_Objective_.
Copy word for word the lines in the records below, starting with the line that contains "column 47, row 2." and ending with the line that contains "column 264, row 134", both of those lines included.

_Lines of data_.
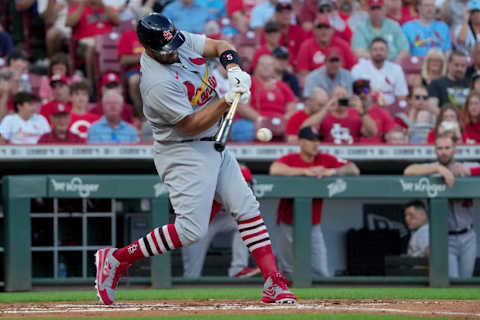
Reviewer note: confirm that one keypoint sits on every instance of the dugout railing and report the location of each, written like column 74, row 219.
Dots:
column 18, row 190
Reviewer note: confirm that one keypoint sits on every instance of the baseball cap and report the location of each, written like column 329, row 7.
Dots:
column 309, row 133
column 272, row 26
column 58, row 78
column 323, row 21
column 110, row 77
column 474, row 5
column 281, row 52
column 375, row 3
column 59, row 108
column 283, row 5
column 325, row 3
column 333, row 53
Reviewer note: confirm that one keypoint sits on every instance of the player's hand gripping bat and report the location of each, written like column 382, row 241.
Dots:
column 224, row 132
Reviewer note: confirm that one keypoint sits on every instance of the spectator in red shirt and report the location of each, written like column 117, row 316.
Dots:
column 90, row 18
column 129, row 51
column 309, row 162
column 61, row 97
column 271, row 105
column 471, row 111
column 342, row 120
column 80, row 119
column 111, row 81
column 60, row 119
column 313, row 51
column 448, row 120
column 272, row 37
column 317, row 100
column 383, row 119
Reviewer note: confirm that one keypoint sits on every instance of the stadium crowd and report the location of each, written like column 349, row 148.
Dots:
column 359, row 71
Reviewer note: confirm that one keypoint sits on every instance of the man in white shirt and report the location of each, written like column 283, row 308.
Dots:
column 416, row 219
column 24, row 126
column 386, row 78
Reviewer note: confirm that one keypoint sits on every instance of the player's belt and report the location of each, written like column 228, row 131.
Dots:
column 190, row 140
column 458, row 232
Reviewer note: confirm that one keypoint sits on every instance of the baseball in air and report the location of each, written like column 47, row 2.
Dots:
column 264, row 134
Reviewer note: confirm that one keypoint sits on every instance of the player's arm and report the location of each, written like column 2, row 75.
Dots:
column 200, row 121
column 281, row 169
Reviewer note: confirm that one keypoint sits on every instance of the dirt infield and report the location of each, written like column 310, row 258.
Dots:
column 464, row 309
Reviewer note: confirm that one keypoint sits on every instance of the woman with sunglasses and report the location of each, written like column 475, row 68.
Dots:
column 471, row 112
column 448, row 121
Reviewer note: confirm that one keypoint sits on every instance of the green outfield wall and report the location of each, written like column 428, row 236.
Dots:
column 18, row 190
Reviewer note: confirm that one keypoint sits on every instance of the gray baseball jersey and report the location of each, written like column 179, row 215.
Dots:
column 172, row 92
column 194, row 172
column 462, row 248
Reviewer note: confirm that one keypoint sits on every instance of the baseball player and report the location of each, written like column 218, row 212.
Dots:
column 221, row 221
column 309, row 162
column 462, row 245
column 181, row 103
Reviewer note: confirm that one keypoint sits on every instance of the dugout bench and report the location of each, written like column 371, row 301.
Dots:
column 18, row 190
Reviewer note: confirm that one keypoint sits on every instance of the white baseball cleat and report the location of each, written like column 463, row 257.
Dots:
column 275, row 290
column 109, row 271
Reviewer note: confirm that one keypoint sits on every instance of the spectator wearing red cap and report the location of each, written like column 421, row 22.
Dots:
column 60, row 119
column 330, row 76
column 272, row 103
column 378, row 26
column 59, row 65
column 111, row 80
column 385, row 77
column 342, row 120
column 129, row 51
column 90, row 18
column 317, row 99
column 61, row 97
column 80, row 119
column 314, row 50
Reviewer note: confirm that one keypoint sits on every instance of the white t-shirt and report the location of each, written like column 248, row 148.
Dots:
column 418, row 242
column 389, row 80
column 18, row 131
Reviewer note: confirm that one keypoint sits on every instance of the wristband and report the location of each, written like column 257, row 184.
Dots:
column 230, row 56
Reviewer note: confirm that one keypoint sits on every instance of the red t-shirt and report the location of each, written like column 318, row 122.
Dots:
column 79, row 124
column 384, row 122
column 263, row 50
column 472, row 131
column 431, row 137
column 342, row 130
column 270, row 102
column 295, row 122
column 52, row 138
column 285, row 207
column 129, row 44
column 311, row 56
column 127, row 111
column 47, row 108
column 91, row 24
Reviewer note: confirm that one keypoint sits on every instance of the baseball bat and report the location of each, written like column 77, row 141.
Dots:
column 224, row 132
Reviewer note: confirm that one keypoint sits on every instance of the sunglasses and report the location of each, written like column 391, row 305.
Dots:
column 325, row 10
column 420, row 97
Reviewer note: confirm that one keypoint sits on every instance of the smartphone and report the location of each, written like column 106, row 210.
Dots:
column 343, row 102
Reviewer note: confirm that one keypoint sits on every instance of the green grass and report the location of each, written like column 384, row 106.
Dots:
column 246, row 293
column 273, row 317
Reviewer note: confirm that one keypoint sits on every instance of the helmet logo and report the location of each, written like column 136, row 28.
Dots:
column 167, row 35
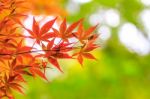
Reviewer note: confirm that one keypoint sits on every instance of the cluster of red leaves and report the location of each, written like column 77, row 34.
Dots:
column 18, row 59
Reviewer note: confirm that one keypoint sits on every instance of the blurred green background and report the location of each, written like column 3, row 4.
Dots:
column 123, row 67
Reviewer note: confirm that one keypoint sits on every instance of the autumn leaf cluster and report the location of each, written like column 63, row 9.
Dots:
column 18, row 59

_The solution_.
Reviewer note: confirm that one keypoint sits on every instance of the baseball in air and report the location of each, written like column 47, row 2.
Dots:
column 264, row 134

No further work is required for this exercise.